• КОРОТКОЕ ЗАДАНИЕ 1:
Какой, согласно фрагменту о поэзии Юрия Кузнецова ниже, по Кузнецову является любая великая поэзия?
================
Раскатаю родину свою,
Разбужу ее приветным словом
И легко и звонко запою,
Ибо все на свете станет новым.
Многим такое видение родины покажется космополитическим. Но ведь никто не просит понимать кузнецовские образы в примитивно пространственном выражении. А вот перенести Родину, как не раз и бывало, через столетия татарщины, через лихолетья смутного времени, через комиссарство и интернационализм, через ельцинское проклятое десятилетие, чтобы потом раскатать в новом времени, достигнуть нового могущества,- это уже символика Юрия Кузнецова. Равнодушие его и его героев к событиям - всегда показное, с народной хитринкой. Он не отворачивается от гримас времени, не чужд политике и всегда последовательно утверждает державность поэтического мышления. Любая великая поэзия по Кузнецову - державная поэзия. "Голос государства слышали и Державин, и Пушкин. И Лермонтов, и Тютчев, и такие поэты в прозе, как Гоголь и Достоевский... Нам ли об этом забывать?.. В шуме водопада Державин слышал эпическую мощь государства. Лермонтов создал не только Печорина, но и Максима Максимовича. Но еще раньше Лермонтов писал: "Полковник наш рожден был хватом, / Слуга царю, отец солдатам..." "Слуга народа" - уточнил Исаковский, автор великого стихотворения "Враги сожгли родную хату"... И поэт должен слышать голос державы. Ибо, по слову того же Блока, тот, кто прячется от этого голоса, разрушает и музыку бытия".
================
• КОРОТКОЕ ЗАДАНИЕ 2:
Подсчитайте, в скольких строках списка ниже встречается слово «sliding». В ответе укажите только число.
================
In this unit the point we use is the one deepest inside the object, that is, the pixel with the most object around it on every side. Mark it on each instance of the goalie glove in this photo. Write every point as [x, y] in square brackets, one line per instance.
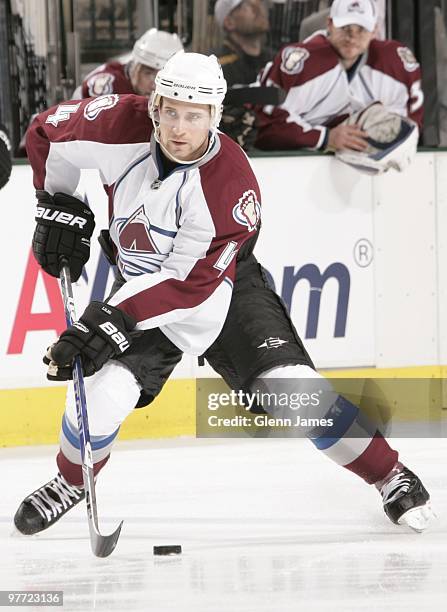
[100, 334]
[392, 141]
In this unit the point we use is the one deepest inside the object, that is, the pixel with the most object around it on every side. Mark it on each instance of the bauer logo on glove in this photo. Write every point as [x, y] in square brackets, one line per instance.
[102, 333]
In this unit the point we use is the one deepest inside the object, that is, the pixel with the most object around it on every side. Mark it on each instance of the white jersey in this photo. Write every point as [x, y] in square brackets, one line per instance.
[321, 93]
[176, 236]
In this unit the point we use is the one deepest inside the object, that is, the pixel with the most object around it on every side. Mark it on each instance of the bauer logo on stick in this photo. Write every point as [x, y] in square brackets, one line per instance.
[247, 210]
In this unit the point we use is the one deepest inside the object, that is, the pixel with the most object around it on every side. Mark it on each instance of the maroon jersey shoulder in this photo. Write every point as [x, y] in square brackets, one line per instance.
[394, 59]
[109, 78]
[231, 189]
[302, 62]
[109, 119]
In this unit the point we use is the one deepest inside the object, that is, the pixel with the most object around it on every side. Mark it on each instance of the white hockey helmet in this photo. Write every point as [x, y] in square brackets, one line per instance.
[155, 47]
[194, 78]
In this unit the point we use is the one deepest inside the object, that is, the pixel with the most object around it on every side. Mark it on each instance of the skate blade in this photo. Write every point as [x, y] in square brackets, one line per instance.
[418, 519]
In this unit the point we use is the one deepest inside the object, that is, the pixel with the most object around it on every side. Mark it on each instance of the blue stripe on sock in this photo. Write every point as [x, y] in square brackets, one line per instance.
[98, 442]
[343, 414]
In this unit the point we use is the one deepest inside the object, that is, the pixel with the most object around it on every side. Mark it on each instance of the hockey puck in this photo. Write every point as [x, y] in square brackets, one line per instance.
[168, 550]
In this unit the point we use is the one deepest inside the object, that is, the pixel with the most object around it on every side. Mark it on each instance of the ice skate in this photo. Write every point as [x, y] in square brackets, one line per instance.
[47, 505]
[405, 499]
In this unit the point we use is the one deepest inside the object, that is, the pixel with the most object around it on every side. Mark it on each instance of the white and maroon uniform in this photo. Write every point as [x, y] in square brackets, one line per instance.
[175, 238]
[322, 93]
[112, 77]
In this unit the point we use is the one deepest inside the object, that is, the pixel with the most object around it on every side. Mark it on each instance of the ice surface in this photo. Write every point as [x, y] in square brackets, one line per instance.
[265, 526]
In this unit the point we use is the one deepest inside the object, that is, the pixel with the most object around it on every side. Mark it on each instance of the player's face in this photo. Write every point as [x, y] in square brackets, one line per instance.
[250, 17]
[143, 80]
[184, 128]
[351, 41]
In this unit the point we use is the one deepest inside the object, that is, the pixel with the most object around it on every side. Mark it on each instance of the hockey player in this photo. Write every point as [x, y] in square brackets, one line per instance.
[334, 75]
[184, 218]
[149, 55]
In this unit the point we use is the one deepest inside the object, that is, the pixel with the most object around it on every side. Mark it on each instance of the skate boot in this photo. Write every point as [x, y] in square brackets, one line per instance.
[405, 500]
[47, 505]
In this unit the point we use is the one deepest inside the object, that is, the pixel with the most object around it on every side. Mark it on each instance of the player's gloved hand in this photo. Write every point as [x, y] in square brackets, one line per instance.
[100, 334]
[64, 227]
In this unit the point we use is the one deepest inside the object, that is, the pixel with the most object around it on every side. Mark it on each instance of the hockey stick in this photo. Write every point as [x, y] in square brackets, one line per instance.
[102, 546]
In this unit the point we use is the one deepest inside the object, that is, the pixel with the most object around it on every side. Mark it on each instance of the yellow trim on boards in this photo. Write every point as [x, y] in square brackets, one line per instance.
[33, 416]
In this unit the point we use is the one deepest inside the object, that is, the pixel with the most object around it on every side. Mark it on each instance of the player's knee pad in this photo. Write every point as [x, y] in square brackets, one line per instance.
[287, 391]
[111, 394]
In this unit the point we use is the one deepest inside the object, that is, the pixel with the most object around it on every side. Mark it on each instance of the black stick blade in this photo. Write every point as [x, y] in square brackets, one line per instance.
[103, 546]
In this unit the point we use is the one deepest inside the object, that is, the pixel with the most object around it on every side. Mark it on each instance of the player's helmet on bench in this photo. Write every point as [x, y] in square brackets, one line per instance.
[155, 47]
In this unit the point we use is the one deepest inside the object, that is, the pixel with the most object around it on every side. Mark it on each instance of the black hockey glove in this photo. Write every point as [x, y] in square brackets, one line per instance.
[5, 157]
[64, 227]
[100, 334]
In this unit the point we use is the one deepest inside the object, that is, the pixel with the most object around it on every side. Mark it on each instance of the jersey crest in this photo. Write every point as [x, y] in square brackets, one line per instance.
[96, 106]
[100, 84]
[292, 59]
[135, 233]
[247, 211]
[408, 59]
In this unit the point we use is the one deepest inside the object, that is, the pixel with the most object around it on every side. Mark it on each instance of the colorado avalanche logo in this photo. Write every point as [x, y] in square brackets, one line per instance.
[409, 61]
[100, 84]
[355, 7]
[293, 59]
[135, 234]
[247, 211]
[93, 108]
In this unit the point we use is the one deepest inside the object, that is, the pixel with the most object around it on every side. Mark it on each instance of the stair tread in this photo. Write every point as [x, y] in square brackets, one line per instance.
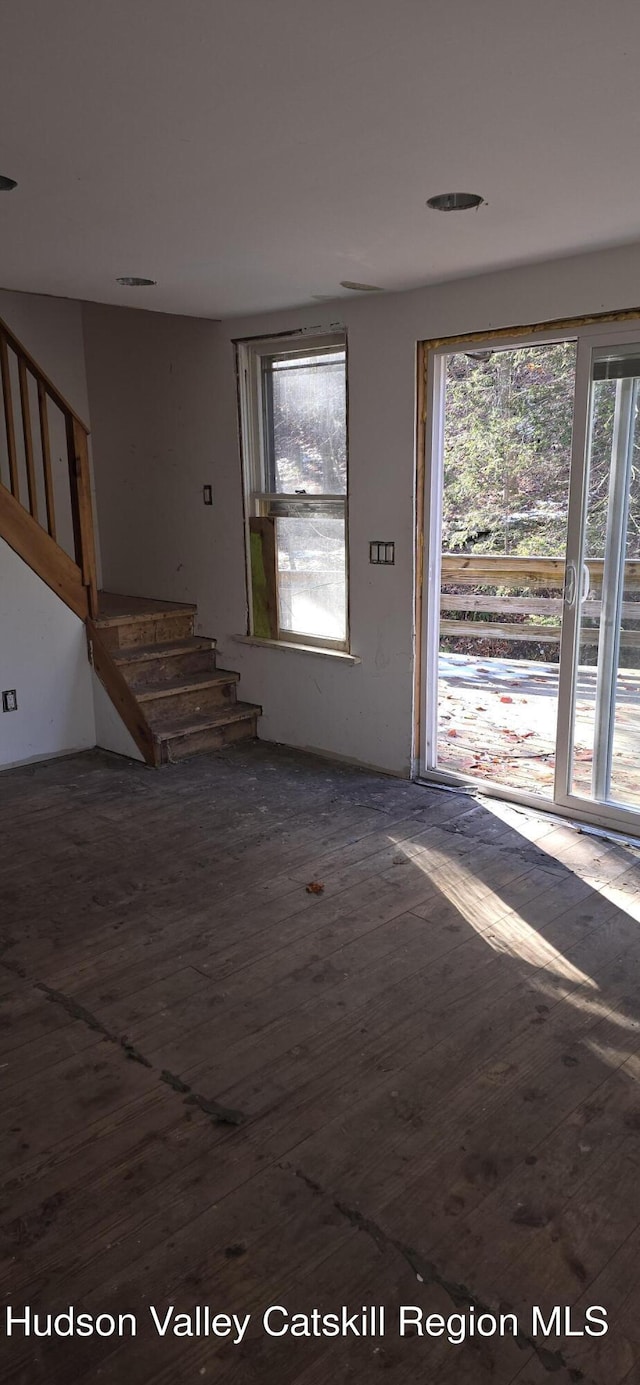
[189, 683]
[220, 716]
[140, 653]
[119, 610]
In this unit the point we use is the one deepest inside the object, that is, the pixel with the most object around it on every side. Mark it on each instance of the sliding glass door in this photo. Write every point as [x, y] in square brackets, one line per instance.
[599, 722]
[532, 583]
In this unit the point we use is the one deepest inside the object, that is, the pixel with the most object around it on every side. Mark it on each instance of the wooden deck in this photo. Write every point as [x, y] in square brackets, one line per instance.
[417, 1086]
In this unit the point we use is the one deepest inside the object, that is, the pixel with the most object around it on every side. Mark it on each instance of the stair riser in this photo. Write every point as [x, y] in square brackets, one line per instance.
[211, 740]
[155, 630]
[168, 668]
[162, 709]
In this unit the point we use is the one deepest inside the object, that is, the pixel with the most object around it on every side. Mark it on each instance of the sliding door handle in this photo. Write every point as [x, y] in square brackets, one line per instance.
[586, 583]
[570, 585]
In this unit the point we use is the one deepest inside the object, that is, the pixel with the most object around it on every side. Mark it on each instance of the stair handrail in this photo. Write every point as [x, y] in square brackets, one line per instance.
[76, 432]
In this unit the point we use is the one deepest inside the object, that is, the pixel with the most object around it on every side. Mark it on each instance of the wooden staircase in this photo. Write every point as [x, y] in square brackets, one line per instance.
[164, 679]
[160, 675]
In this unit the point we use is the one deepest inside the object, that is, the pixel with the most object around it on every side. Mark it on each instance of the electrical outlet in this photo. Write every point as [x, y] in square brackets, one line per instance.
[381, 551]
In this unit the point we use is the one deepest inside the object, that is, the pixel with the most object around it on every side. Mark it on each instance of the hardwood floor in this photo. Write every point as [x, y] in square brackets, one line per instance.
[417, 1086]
================
• ПОЛНЫЙ ОТВЕТ 1:
По Кузнецову, любая великая поэзия — державная поэзия.

• ПОЛНЫЙ ОТВЕТ 2:
2